Prompt
I would like every line of the records below that contains the word "positive" copied.

Records provided

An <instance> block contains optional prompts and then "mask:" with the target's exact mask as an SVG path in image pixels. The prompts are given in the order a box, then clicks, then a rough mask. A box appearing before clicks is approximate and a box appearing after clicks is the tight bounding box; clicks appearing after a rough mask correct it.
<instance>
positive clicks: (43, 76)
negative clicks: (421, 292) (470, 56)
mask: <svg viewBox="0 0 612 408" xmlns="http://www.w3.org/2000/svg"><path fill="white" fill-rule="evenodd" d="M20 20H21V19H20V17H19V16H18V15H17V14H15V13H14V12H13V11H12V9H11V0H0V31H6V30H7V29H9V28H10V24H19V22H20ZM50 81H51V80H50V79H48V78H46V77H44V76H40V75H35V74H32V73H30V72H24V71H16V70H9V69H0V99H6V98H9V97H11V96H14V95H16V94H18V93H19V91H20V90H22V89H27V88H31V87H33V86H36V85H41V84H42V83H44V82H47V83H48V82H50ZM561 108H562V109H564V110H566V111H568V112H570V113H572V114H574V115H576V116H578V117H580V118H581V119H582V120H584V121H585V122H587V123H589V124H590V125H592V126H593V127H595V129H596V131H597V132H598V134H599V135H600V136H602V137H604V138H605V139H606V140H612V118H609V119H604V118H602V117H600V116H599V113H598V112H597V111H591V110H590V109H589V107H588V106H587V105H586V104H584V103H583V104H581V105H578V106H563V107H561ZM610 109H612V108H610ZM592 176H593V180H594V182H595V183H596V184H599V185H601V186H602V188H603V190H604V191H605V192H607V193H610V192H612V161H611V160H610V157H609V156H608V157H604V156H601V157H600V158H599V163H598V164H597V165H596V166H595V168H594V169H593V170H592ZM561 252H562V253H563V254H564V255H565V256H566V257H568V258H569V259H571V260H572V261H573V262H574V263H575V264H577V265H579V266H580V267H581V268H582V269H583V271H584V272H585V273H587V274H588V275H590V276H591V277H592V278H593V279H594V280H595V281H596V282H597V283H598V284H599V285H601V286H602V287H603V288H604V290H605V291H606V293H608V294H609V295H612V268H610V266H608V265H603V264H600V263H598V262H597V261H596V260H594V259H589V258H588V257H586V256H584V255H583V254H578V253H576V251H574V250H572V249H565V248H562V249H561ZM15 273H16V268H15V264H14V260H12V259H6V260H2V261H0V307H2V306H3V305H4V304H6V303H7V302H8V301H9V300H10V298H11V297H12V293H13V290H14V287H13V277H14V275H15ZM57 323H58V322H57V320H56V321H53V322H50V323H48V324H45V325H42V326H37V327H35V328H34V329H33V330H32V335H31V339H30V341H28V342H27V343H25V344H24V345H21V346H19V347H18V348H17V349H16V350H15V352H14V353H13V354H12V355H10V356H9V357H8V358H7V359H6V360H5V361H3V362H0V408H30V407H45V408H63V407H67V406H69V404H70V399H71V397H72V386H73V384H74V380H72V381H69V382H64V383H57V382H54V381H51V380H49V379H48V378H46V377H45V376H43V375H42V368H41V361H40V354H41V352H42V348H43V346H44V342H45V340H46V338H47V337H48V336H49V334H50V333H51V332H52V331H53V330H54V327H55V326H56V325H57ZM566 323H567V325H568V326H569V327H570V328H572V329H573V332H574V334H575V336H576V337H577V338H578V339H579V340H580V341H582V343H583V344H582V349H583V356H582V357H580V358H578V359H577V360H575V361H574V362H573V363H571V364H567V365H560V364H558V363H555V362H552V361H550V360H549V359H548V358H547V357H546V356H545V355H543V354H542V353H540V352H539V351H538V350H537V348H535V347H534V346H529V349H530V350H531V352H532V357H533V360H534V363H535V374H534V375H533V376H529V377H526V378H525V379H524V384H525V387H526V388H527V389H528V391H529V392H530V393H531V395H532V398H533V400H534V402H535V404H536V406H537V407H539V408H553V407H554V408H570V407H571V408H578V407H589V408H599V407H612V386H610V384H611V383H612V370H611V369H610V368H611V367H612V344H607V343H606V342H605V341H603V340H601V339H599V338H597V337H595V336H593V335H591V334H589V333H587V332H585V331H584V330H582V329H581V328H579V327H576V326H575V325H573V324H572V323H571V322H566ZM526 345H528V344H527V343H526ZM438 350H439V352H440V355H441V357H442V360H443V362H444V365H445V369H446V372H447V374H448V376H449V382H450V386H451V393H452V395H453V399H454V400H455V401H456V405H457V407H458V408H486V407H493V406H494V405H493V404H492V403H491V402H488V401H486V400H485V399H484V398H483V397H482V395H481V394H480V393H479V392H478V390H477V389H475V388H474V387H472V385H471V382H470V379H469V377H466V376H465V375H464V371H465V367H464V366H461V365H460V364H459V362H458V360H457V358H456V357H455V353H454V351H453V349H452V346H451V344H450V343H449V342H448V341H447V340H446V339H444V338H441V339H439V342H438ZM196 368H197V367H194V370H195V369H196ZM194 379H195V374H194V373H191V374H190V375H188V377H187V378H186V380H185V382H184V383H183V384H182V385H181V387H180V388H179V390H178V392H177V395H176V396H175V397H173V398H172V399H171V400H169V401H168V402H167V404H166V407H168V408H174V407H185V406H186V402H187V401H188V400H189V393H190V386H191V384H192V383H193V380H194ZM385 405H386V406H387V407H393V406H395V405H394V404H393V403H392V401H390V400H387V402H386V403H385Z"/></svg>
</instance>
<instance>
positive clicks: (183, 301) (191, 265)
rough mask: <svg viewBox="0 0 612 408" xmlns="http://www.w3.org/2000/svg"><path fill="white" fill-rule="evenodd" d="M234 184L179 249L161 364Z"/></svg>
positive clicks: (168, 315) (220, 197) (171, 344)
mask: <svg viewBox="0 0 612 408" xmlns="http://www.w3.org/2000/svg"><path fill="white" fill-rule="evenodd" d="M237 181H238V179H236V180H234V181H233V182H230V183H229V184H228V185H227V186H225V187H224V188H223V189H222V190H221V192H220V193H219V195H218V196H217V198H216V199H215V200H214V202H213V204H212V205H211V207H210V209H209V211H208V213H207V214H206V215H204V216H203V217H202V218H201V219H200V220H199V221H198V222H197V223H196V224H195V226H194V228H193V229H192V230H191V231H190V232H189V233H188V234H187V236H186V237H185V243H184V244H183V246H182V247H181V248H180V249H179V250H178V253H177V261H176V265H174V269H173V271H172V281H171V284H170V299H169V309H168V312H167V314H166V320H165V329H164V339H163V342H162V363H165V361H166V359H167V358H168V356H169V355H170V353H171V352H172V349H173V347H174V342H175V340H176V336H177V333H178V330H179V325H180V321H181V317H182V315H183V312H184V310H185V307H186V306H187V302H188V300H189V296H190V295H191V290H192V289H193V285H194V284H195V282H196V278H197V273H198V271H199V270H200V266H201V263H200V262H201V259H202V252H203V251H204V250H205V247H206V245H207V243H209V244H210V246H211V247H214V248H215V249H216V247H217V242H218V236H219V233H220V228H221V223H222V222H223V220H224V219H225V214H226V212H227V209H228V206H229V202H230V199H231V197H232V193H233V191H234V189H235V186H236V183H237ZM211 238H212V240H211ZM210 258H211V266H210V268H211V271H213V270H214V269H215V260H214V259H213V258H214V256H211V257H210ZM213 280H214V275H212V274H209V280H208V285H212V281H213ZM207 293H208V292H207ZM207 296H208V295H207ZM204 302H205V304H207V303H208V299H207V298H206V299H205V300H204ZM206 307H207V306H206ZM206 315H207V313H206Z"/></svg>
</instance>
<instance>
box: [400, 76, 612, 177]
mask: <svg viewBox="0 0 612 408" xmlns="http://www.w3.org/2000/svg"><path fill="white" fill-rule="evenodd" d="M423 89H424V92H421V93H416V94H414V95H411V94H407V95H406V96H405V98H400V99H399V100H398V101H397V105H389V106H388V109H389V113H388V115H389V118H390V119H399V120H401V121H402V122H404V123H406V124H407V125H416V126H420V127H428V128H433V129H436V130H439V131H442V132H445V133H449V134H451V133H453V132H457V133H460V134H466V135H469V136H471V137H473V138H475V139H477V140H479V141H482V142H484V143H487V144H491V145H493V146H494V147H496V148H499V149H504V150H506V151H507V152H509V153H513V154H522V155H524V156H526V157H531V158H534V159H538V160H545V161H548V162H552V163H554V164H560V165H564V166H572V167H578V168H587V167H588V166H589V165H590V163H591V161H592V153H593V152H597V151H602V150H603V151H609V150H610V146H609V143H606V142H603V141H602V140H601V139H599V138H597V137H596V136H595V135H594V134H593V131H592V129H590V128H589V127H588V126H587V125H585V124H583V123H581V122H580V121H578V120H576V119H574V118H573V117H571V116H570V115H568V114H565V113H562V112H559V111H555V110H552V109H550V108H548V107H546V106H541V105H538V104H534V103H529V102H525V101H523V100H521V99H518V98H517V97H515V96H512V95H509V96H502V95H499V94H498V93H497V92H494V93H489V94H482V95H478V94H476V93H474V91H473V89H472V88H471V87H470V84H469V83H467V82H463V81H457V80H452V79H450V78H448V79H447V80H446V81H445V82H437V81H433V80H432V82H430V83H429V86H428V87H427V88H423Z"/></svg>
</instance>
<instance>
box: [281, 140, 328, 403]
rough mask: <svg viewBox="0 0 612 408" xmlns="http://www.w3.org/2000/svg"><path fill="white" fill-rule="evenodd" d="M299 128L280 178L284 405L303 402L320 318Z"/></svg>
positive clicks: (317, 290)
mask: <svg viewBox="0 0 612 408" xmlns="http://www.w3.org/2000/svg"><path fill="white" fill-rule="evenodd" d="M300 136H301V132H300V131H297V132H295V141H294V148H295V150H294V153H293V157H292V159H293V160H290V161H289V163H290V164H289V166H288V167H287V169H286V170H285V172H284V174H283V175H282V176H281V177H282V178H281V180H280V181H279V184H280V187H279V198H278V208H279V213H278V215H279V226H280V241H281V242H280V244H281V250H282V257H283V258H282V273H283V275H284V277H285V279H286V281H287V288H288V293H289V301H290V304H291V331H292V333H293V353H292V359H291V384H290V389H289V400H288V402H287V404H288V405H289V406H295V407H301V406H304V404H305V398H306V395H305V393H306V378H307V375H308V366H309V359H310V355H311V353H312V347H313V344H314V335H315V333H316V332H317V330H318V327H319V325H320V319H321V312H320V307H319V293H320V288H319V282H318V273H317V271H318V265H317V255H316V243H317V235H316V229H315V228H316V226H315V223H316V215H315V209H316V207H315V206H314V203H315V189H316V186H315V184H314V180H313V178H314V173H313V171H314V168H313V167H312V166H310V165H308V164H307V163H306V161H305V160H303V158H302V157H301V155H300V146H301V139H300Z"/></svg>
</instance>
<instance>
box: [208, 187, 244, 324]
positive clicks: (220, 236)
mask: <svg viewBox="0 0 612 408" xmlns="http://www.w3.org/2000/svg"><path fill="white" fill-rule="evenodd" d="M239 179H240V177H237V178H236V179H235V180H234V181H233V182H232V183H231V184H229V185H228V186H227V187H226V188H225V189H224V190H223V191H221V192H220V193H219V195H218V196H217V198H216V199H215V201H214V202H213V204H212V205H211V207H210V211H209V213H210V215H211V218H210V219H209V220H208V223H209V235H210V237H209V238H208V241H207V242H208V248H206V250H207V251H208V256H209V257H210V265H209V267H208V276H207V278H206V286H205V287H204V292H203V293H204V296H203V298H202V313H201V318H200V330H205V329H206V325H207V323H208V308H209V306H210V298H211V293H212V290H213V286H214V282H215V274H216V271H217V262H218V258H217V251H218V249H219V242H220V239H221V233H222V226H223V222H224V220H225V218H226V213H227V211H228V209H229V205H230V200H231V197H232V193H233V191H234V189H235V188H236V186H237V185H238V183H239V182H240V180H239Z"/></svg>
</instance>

The answer
positive clicks: (43, 76)
positive clicks: (183, 301) (191, 265)
positive clicks: (168, 315) (220, 197) (171, 344)
positive clicks: (317, 290)
positive clicks: (220, 236)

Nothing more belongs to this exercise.